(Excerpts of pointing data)

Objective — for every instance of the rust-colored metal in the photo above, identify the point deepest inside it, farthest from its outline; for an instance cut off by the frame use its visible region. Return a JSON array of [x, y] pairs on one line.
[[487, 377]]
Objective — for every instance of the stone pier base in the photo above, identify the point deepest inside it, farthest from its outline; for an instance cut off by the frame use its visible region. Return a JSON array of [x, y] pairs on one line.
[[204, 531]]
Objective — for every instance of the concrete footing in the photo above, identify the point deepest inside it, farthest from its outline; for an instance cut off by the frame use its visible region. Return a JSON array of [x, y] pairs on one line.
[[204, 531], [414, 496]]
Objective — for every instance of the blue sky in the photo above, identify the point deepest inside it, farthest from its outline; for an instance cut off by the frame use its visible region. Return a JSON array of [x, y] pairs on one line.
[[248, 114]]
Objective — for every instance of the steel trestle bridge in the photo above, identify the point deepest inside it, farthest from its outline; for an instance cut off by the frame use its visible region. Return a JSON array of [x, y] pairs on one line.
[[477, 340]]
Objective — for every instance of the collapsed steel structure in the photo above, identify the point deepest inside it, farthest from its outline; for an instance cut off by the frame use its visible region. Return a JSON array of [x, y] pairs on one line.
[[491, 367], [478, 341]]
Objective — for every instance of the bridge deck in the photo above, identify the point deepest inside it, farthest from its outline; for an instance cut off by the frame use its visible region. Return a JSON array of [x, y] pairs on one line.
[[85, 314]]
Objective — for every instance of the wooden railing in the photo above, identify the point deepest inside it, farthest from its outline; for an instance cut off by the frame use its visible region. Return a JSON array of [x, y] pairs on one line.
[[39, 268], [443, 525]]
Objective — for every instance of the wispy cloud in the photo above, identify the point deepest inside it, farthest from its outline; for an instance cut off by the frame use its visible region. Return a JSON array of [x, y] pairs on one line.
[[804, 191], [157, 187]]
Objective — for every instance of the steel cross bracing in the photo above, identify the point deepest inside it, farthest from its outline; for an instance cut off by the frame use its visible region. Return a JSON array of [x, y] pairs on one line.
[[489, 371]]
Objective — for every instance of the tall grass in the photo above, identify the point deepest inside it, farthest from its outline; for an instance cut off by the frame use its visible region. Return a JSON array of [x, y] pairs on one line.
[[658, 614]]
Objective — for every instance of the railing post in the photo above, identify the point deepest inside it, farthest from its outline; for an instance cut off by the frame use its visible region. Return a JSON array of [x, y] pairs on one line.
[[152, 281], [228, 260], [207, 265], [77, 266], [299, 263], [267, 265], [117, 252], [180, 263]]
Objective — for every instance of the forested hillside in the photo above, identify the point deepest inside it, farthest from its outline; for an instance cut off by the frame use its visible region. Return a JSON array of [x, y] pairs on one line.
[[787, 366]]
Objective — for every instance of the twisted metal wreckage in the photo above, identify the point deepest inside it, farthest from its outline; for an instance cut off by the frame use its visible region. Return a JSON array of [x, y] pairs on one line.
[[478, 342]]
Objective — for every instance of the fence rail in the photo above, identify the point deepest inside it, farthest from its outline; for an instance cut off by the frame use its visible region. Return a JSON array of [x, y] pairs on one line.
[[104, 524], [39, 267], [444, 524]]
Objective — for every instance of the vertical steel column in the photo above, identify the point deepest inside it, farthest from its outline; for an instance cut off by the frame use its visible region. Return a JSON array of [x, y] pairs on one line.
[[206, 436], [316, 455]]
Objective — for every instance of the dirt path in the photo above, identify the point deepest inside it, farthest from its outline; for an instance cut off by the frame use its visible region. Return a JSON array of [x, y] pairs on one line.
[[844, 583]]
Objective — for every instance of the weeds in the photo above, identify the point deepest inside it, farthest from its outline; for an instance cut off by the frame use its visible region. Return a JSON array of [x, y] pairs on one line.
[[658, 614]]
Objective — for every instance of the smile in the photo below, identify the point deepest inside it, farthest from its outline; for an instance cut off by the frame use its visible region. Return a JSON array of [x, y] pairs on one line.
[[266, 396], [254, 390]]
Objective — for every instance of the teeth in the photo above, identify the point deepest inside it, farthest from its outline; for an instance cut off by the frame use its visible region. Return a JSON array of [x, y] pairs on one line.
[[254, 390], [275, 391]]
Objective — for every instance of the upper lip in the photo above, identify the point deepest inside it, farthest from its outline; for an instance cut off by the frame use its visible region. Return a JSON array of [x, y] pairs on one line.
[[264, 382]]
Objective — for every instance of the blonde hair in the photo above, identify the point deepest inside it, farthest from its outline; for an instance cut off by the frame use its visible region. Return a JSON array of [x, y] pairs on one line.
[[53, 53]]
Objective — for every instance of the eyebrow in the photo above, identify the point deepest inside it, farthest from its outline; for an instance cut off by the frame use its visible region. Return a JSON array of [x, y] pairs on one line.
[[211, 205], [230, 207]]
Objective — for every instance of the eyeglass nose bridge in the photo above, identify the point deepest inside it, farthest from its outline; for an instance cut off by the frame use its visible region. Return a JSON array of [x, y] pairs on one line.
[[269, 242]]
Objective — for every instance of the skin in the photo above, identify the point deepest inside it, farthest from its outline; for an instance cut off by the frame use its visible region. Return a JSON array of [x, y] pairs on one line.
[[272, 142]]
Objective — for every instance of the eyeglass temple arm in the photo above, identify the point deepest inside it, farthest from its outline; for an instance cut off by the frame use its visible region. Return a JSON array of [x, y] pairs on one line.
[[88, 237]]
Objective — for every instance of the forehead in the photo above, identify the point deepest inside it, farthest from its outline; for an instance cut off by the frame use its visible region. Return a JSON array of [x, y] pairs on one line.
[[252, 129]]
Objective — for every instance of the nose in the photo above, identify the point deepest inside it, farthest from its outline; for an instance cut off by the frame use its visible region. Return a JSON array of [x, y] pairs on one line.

__TASK TO CARRY OUT__: Rewrite each of the entries with "Objective" changed to "Goal" wherever it occurs, leaving everything else as it is.

__SOLUTION TO THIS EXERCISE__:
Goal — for every instance of the rust-colored metal in the photo above, identify the point deepest inside it, farthest from its outline; for an instance cut off by the frame use its visible region. Return a JSON array of [x, y] pairs on one line.
[[487, 377]]
Goal — for every instance of the stone pier base in the photo above, identify the point deepest inside it, farthest from its outline; for an instance cut off by the frame use its visible region. Return a JSON array of [x, y] pairs on one line.
[[204, 531]]
Goal — for every instance of the concrete footing in the photo above, identify the point deepest inside it, farthest from its outline; for an instance cut off by the frame use its visible region. Return a JSON array of [x, y] pairs on one line.
[[204, 531], [414, 496]]
Goal — for every instance of the blue sky in the photo above, identify the point deepest inside it, farthest from its outline; for an instance cut off by the frame use its visible region. Return a JSON array of [x, y] pairs on one line.
[[248, 114]]
Goal — for every instance of the steel trestle bridge in the photo above, identify the point deepest inside it, farthest from its outline; for an instance cut off by the frame use its visible region. Return a JSON array of [x, y] pairs on one line.
[[477, 340]]
Goal — for every instance of the collapsed steel structure in the photo above, identify the point deepest inside it, farthest from its outline; for an instance cut off by the frame use its visible region. Return a JSON array of [x, y] pairs on one line.
[[491, 367], [478, 341]]
Goal — for every instance of the bridge deck in the photo above, identify the point deepest inside it, farthest from its outline; for an instance cut off by the frame use its visible region. Return a JSON array of [x, y] pairs on one line.
[[85, 314]]
Goal — for every instance of the wooden railing in the photo above, identify the point deepest inside it, farthest from its outline; for an instance cut off by the frame use its visible region. Return a JSON array of [x, y] pairs on one line.
[[39, 268], [443, 525]]
Goal — for every instance of the wispy cloud in the photo above, identify the point deepest inside it, farthest from its outline; for an instance cut off by the frame use its visible region. Return a JSON array of [x, y] pairs on one line.
[[804, 191], [157, 187]]
Goal — for every instance of the steel cross bracing in the photo above, identify the point deepest inside it, farthest from its outline; for an instance cut off by the frame use its visible region. Return a JSON array of [x, y] pairs on one line.
[[489, 371]]
Goal — for every instance of the tall grass in the photo above, identify the point deepest inside it, farthest from its outline; for an instance cut off by the frame use its visible region. Return a JSON array of [x, y] pairs on one line.
[[658, 614]]
Goal — for every instance of the railing post in the photo above, identify the point deepest inside it, farthest from its outline; for an instance cut off by the frame use its visible region. Return a JSON array of [x, y] pairs on one line.
[[152, 281], [228, 260], [207, 265], [77, 266], [299, 263], [267, 265], [117, 252], [180, 263]]
Goal — for every instance of the forested hillside in the photo above, identify the point deepest inside it, farthest from its outline; for an instance cut off by the frame use its visible region. Return a JSON array of [x, y] pairs on one line.
[[787, 366]]
Goal — for every instance of the twisted metal wreckage in the photo above, identify the point deepest inside it, farthest from its outline; for an instance cut off by the frame use its visible region. Return a JSON array of [x, y] pairs on one line.
[[478, 342]]
Goal — for every instance of the fence rail in the photo above, identify the point deepest inside it, farthest from its outline; for an instance cut off by the frame use its visible region. Return a JSON array of [x, y] pairs on one line.
[[104, 524], [39, 267], [444, 524]]
Goal — for every instance of the vertical steel column in the photo above, identify the point deepest inside it, farthest from its outline; for an instance cut off by the frame use its visible region. Return a JSON array of [x, y] pairs on one line.
[[206, 436], [316, 455]]
Goal — for every instance of the dirt path in the photo above, identify the point deepest inside it, farthest from its outline; for an instance cut off by the frame use its visible region. Return a JSON array of [x, y] pairs on one line.
[[844, 583]]
Goal — for every instance of the weeds in the photo above, identify the point deepest inside it, farthest from its outline; for an instance cut off by the frame use its visible region. Return a JSON array of [x, y] pairs on one line.
[[658, 614]]
Goal — for every instance of the smile in the photo below, identify the point deepest inside it, farthest from its outline; for an instance cut off by the frame use its visible region. Return a JSON array of [x, y] pairs on one line.
[[266, 396], [254, 390]]
Goal — for every instance of the teeth in the photo above, identify the point deepest inside it, farthest from its outline; for an instance cut off by the frame use its visible region. Return a JSON array of [x, y] pairs on one line.
[[254, 390], [275, 391]]
Goal — for every instance of the upper lip in the photo above, identify the point deepest inside it, farthest from its outline; for an instance cut off by the frame use its visible region. Return a JSON array of [x, y] pairs on one line.
[[264, 382]]
Goal — for every instance of the blonde hair in the photo above, identify the point deepest inside it, farthest from its outline; for an instance cut off by the frame use its visible region. Return a JSON array of [x, y] pairs on one line.
[[53, 53]]
Goal — for every instance of the eyebrow in the photo above, identify the point deepest inside it, farthest from its outline; for an instance cut off by the frame use its visible region. Return a JSON array of [x, y] pairs on one line.
[[211, 205], [230, 207]]
Goal — for every instance of the eyeglass nose bridge in the photo above, identify the point deepest inside it, farthest from its outline; for an instance cut off by the frame use its visible region. Return a JSON array of [x, y] pairs on one line.
[[269, 242]]
Goal — for every instance of the skin in the photo above, identify the point deepest inside it, farthest from its outline; for an instance cut off by the frame use its visible region. Return a JSON array of [x, y] pairs on one line.
[[272, 142]]
Goal — for every instance of the eyeglass temple arm in the photo above, identify the point deepest inside it, farthest from its outline; for an instance cut off by the frame use its visible region. Return a JSON array of [x, y] pairs on one line.
[[88, 237]]
Goal — for every instance of the forehead in the photo above, identify the point deepest inside it, farthest from its outline; for an instance cut off by the frame use its visible region. Return a JSON array of [x, y] pairs on one line.
[[252, 129]]
Goal — for every instance of the nose in the photo above, identify the point deepest inside it, farthest from its outline; for an instance cut off by the frame use its visible region. Return a JSON array of [x, y] pairs on one line.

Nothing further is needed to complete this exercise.